▶ **Stated goal**: In the Imperial County passage below, how does the text reach its claim that Imperial counted for less than an eight-hundredth? Explain in one to three sentences.

Agriculture remained the primary source of income, of course: Twenty-nine and a half percent of all the county’s wages and salaries came from fruits, vegetables, fodder and beef. A pound of beef, by the way, needs twenty-five hundred gallons of water to raise the alfalfa, keep the cow from dying of thirst, and hose down the barn. Good thing we’re in
The Largest Irrigated District in the World!

“THEY REALLY HAD THEIR EYE ON THE DOLLAR”

Unfortunately, Imperial County’s percentage of California’s locally assessed tangible property values remained one-third lower than it had been before the Depression. Relative to other California counties, Imperial had by some measures fallen into near insignificance. In 1950, California collected more than twenty million dollars in county inheritance taxes. Nearly half of this derived from Los Angeles, which overshadowed San Diego by a factor of almost ten. San Diego in turn approached being six times richer than Riverside, which came close to a sevenfold victory over poor Imperial. In short, if Los Angeles counted for half, Imperial counted for less than an eight-hundredth. Well, after all, we’re only talking dollars and cents, not more meaningful things—but wasn’t it dollars and cents that Imperial (American Imperial at least) was built on?

A man who’d worked for the Bureau of Reclamation from 1948 to 1950, surveying the Colorado and taking samples of the bottom
to see what was shifting,
told me the following about this
wonderland of factories:
The fields were working, sure, but all you ever had were little shabby motels and cabins to stay in! The pickers were white and Filipino in those days. Not as many Mexicans as now. The whites were hardworking and aggressive. The whole families would work; they really had their eye on the dollar. They looked like they were from Oklahoma. One group of Filipinos, pickers, they had one Cadillac convertible and they had one blonde livin’ with ’em. They probably had only one suit between ’em!

▶ **Listed entries**:
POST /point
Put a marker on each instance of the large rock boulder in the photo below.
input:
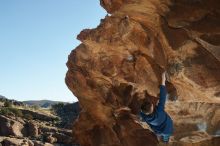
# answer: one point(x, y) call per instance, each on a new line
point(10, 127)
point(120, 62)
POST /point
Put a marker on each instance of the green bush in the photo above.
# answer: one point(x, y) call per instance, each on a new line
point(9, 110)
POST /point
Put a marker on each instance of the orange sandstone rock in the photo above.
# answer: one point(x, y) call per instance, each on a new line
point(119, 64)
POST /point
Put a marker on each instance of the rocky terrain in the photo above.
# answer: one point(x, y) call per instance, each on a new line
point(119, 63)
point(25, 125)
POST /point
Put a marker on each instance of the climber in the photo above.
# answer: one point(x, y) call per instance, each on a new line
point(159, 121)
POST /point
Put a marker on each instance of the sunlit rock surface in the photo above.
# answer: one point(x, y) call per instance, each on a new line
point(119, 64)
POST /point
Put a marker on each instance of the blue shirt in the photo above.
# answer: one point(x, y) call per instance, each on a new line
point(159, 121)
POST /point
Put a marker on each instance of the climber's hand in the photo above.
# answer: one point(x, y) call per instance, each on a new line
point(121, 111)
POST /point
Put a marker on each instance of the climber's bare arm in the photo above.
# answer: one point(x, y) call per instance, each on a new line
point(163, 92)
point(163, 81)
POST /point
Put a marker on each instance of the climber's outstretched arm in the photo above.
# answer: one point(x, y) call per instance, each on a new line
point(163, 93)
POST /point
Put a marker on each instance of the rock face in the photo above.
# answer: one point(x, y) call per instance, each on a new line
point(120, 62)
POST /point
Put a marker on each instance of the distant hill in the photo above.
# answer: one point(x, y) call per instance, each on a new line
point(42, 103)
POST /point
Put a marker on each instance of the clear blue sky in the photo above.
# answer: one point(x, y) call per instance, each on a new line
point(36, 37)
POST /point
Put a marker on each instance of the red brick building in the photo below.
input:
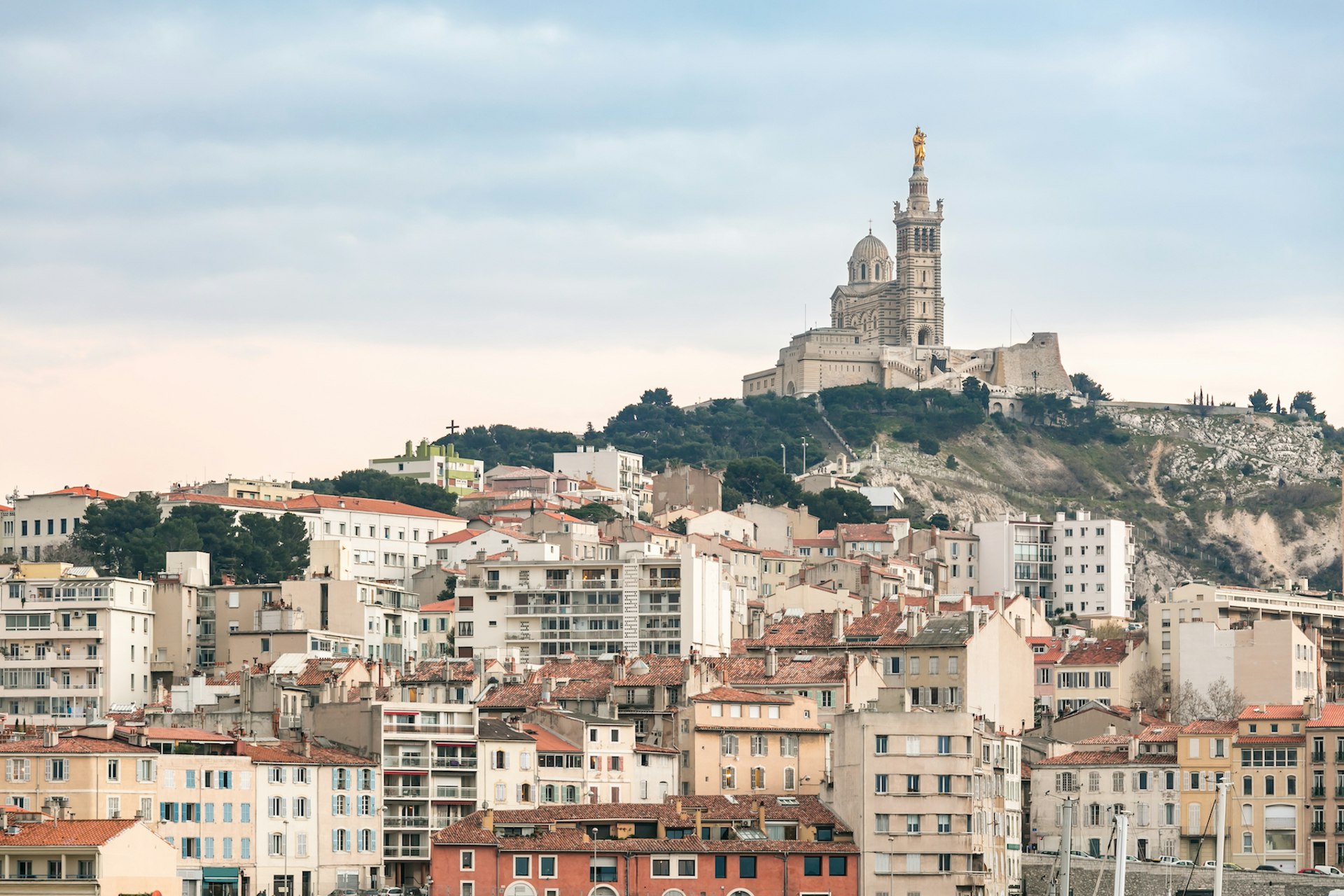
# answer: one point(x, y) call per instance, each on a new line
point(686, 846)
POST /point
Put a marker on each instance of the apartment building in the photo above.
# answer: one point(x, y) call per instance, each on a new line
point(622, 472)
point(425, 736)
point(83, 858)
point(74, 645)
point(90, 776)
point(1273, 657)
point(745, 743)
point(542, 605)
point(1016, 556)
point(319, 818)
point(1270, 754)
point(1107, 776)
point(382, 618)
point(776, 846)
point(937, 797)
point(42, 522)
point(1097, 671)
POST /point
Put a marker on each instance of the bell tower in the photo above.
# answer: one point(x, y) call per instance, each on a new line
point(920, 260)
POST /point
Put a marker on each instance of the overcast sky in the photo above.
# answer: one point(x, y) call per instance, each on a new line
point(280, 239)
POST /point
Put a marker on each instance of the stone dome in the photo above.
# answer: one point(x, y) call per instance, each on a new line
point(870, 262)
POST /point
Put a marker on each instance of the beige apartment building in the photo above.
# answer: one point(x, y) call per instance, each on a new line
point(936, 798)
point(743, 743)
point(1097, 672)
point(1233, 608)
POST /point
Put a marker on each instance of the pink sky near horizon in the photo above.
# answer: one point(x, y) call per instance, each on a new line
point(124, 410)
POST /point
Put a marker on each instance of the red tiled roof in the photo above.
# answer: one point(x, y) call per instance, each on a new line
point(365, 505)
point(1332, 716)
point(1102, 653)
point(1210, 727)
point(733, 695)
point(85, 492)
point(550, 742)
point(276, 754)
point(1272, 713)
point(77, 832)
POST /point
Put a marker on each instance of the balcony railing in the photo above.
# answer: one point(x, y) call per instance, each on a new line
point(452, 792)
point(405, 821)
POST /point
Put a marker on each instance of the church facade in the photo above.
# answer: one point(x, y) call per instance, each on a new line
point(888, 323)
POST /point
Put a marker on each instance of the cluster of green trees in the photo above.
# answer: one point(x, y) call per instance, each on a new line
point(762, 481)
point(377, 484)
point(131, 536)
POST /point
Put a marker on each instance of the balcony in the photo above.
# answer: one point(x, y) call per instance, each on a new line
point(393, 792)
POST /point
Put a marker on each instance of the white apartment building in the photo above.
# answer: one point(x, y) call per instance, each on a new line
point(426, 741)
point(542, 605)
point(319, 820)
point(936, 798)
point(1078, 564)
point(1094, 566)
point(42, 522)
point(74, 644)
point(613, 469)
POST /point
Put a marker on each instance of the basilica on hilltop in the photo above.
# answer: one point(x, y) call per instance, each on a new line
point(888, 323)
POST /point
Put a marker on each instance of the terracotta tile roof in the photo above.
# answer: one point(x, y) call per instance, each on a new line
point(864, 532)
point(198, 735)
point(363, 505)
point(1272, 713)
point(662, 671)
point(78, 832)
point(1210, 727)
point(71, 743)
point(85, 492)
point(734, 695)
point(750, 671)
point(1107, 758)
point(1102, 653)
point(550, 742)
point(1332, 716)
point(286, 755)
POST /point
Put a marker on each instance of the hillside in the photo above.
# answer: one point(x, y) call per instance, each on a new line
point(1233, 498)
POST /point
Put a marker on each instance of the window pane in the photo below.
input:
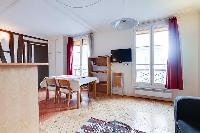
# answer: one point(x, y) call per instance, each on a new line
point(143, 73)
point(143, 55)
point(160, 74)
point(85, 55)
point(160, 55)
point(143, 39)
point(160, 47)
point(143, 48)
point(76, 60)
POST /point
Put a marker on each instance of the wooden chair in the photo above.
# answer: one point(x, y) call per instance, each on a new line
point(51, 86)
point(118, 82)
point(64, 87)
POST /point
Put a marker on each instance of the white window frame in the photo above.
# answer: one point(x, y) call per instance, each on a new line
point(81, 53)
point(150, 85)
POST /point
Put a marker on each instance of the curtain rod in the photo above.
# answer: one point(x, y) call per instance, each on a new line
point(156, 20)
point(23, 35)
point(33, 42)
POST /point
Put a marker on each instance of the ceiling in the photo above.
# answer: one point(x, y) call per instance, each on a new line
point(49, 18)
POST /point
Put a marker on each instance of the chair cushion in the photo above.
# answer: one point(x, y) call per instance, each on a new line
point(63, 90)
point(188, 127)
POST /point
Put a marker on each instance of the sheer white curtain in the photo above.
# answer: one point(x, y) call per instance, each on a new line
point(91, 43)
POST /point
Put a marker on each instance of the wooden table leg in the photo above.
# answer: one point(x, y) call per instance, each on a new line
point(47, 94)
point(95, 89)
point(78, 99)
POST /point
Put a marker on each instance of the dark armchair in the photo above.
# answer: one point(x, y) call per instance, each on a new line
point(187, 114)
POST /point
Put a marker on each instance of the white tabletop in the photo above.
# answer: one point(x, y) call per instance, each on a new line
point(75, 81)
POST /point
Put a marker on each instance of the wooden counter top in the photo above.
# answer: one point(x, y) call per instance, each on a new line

--

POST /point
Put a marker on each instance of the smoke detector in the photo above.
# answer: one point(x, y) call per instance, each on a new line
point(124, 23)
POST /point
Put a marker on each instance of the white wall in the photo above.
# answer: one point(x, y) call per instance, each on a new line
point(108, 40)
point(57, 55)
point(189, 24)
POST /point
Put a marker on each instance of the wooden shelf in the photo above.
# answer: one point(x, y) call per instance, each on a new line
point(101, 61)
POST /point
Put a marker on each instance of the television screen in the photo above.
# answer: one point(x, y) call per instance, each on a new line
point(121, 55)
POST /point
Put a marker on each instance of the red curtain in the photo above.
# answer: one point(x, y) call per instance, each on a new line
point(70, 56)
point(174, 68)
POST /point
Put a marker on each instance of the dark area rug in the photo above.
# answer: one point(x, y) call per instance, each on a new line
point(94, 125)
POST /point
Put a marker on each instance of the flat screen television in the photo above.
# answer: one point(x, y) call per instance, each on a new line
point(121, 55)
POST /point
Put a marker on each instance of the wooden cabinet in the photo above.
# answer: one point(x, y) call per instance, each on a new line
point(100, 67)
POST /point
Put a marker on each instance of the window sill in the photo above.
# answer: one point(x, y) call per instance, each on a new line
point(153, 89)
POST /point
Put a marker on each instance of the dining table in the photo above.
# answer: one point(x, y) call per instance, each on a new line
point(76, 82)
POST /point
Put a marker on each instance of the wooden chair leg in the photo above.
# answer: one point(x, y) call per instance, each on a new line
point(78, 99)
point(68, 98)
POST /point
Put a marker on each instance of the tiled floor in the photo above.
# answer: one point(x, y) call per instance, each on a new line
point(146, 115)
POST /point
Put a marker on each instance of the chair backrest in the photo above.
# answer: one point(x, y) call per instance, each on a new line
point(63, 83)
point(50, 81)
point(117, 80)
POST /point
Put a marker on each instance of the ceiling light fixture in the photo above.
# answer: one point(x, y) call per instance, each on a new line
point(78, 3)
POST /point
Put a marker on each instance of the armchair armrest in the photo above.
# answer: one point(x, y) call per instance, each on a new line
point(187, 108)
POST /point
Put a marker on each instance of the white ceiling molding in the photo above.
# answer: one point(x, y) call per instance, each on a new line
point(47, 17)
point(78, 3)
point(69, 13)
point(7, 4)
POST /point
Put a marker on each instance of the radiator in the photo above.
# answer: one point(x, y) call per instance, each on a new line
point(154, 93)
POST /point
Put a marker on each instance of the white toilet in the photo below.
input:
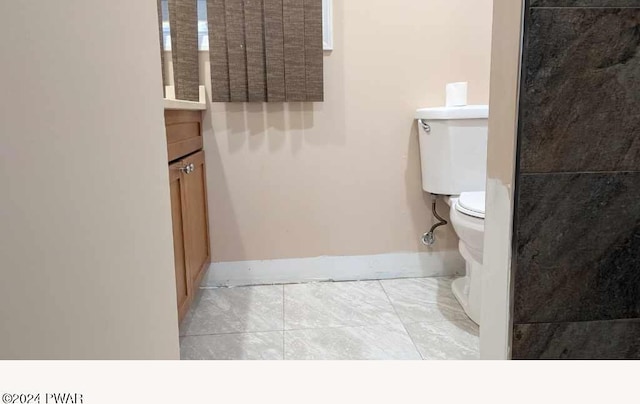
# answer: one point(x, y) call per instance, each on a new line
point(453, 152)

▶ **Answer to this task**: Of the more than twenty million dollars California collected in county inheritance taxes in 1950, nearly half came from Los Angeles. Los Angeles was almost ten times San Diego, San Diego nearly six times Riverside, and Riverside close to seven times Imperial. Chained together from Los Angeles's half, those ratios leave Imperial with less than an eight-hundredth of the total.